### WHAT IS ASKED
Copy the lines from the one containing "Label every roof" through the end of the records, keeping every character unchanged.

-- start --

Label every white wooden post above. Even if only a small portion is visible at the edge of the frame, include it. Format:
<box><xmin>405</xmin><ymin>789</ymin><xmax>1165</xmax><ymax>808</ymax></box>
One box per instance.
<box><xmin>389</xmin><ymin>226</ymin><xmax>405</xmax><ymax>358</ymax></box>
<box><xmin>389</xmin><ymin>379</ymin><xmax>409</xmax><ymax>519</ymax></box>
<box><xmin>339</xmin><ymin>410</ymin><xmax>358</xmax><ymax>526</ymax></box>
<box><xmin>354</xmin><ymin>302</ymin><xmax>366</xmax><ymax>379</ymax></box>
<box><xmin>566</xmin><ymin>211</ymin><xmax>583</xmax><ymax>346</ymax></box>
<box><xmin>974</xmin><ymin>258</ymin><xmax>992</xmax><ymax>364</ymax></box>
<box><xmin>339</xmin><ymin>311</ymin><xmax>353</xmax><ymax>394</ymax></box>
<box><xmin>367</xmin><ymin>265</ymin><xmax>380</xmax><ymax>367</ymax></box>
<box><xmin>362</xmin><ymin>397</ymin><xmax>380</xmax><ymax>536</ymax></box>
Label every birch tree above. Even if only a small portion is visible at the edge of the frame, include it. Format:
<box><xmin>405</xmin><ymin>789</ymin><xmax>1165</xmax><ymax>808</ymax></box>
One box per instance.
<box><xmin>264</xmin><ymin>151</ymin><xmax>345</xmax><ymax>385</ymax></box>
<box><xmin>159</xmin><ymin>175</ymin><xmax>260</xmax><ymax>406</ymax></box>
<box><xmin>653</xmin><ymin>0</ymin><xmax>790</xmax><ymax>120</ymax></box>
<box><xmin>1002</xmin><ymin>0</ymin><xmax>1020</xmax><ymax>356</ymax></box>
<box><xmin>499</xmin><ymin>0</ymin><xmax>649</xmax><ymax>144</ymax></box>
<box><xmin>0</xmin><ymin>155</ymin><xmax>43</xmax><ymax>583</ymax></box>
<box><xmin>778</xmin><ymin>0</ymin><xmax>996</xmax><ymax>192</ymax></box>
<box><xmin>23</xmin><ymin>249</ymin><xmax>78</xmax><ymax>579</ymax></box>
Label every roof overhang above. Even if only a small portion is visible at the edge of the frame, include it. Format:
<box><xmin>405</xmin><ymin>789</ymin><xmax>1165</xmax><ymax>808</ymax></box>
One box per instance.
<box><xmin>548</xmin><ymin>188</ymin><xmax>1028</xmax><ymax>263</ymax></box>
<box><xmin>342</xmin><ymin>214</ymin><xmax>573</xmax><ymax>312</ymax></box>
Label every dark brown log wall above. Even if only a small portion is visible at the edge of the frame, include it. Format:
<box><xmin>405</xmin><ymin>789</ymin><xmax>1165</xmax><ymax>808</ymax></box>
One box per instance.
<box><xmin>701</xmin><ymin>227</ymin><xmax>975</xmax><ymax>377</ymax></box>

-- end --

### TASK ANSWER
Label every roof overhang above. Even if only a small portion is visible at the edge of the frame, include it. Format:
<box><xmin>405</xmin><ymin>789</ymin><xmax>1165</xmax><ymax>808</ymax></box>
One box per instance.
<box><xmin>548</xmin><ymin>188</ymin><xmax>1028</xmax><ymax>263</ymax></box>
<box><xmin>342</xmin><ymin>214</ymin><xmax>573</xmax><ymax>312</ymax></box>
Label every dark brown log wall above. Even if only a small portion is visible at the edge of the frame, include it. Format:
<box><xmin>405</xmin><ymin>789</ymin><xmax>1165</xmax><ymax>808</ymax></box>
One box per instance.
<box><xmin>701</xmin><ymin>227</ymin><xmax>975</xmax><ymax>377</ymax></box>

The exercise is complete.